Dataset entries
++++++++++

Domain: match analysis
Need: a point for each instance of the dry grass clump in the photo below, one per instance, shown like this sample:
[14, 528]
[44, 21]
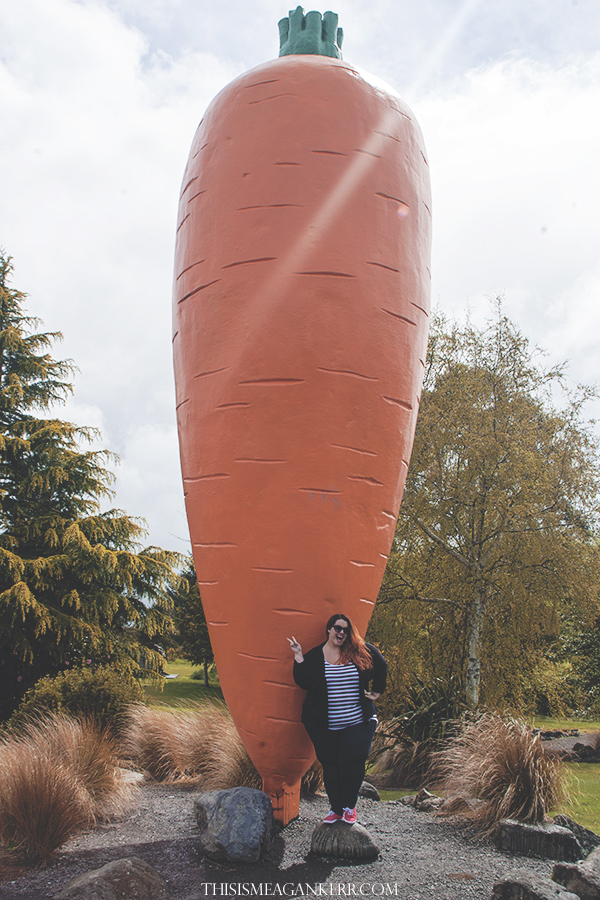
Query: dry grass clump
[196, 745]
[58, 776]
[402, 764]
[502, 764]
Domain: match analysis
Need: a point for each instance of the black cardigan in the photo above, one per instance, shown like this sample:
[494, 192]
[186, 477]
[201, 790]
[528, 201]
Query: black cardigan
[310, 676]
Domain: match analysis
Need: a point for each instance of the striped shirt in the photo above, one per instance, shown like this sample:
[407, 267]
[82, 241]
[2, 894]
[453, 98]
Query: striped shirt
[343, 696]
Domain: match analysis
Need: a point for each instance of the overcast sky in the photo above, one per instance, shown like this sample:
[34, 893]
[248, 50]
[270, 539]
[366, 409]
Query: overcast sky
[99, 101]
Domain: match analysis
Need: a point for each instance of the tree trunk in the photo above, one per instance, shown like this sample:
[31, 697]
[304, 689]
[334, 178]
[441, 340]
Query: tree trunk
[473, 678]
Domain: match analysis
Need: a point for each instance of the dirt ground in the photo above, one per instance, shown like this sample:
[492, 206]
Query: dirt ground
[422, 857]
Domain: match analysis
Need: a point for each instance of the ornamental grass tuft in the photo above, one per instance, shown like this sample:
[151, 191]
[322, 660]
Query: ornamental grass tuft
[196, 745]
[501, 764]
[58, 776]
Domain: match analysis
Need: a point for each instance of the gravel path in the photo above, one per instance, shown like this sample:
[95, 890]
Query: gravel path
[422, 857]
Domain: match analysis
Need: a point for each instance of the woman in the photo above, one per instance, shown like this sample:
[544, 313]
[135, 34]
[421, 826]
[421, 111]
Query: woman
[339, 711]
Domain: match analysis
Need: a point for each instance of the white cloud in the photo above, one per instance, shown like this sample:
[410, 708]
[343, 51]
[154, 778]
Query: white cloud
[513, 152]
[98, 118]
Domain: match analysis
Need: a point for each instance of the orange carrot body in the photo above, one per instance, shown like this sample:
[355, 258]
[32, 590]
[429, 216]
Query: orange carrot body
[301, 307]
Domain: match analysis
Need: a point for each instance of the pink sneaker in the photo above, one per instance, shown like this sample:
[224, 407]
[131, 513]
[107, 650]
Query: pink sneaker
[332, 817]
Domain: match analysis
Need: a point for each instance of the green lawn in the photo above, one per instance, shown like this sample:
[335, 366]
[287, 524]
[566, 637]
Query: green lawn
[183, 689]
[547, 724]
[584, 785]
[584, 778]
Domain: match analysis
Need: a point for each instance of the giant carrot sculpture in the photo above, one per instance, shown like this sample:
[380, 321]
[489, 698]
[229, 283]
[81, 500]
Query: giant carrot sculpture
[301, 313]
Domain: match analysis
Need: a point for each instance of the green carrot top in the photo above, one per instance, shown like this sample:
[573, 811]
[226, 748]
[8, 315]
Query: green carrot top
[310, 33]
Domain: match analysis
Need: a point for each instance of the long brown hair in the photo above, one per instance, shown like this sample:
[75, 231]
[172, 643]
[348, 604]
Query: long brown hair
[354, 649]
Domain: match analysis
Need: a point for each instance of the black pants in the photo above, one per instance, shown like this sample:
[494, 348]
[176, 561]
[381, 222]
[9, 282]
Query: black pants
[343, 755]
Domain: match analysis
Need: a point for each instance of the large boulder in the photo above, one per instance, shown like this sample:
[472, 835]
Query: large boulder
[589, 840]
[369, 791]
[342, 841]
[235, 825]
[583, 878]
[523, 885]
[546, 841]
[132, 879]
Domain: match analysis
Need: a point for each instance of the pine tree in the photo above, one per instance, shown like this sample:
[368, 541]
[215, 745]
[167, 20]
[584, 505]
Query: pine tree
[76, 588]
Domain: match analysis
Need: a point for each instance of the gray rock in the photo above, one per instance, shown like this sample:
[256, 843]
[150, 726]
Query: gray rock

++++++++++

What you have to do ▸ Within the records, how many lines include "rock"? The answer is the number and nothing else.

Task output ▸ 2